Reading passage -
┄┄┄┄┄┄

2. You're mostly on your own. There are powerful benevolent and neutral NPCs but they generally act as patrons and when you're actually adventuring, you're largely on your own. Mordenkainen may hire you to recover the Machine of Lum the Mad, but you won't find him wandering the countryside, meddling in affairs. This is because he's busy finding some way to get Gnarl Glittergold and Kurtulmak to kill each other to maintain the balance.
3. Active forces of Neutrality. There are neutral groups working actively to maintain the balance, who may help either side as appropriate. Mind you, as per rule 1, the PCs may eventually turn them into kibble if they try to balance things at the expense of the PCs. Maybe not immediately, but payback will be possible.
4. Normal life is low magic; PCs move from slightly less low magic to high magic over their careers. The average person may be able to get the priest to heal him or go to a local minor wizard to get something mended, but magical items are rare except in the hands of adventurers and powerful NPCs or in the largest cities. However, as adventurers grow more powerful, they will increasingly thwart creatures from other planes, find and pillage evil temples full of magic, find crashed alien spaceships so they can arm themselves with lasers and reflec armor, take apparati of Kwalish for a joyride across the Nyr Dyv, etc. Eventually the PCs will be able to take on demon lords, Iuz, Zagyg, etc.
5. A mix of civilized societies and points of light. Some parts of Greyhawk are pretty civilized, if not necessarily NICE. You can travel around Keoland with little danger of surprise orc attack or roof dragons. Other places like the Wild Coast, the Greyhawk area, the lands of Iuz, etc, are very points-of-light.
6. Politics, adventure, war. Because of 5, you can use high level politics in a game to help set up adventures, or act as if every place is a threatened hamlet/town in need of your help with no real background politics, depending on where you set things.

┄┄┄┄┄┄

Given information -
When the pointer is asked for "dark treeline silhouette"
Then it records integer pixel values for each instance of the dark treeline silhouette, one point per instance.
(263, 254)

┄┄┄┄┄┄

Work to do -
- 1) Give the number and bold-style heading of each numbered point in the Greyhawk setting notes.
- 2) Carry the Greyhawk setting notes forward from the end of point 6.

Answers for the tasks -
- 1)
2. You're mostly on your own.
3. Active forces of Neutrality.
4. Normal life is low magic; PCs move from slightly less low magic to high magic over their careers.
5. A mix of civilized societies and points of light.
6. Politics, adventure, war.

- 2)
7. Human-centric. Humans dominate the World of Greyhawk; everyone else is supporting cast in terms of world importance, though demihuman PCs should be as important as any other PC. But most kingdoms are dominated by humans, while the demihumans tend to dominate only in small enclaves like Celene.
8. Certain Greyhawk Gods: A lot of the Greyhawk pantheon is nice to have, but really don't figure very strongly in the published materials, especially the adventures. Saint Cuthbert, Pelor, Tharzidun, Iuz, Wee Jas, Vecna, Hextor, Heironeous, Nerull, Eirynthul (I know I botched his name). Maybe Istus. Most of the rest seem pretty marginal to me.
9. High to Late Medieval Culture. Greyhawk has not yet moved into the Renaissance and some parts are a lot earlier than that. Much of the rest of the world is completely unknown as trade with places outside the Flaness largely doesn't exist. A lot of societies are feudal to semi-feudal or else tribal.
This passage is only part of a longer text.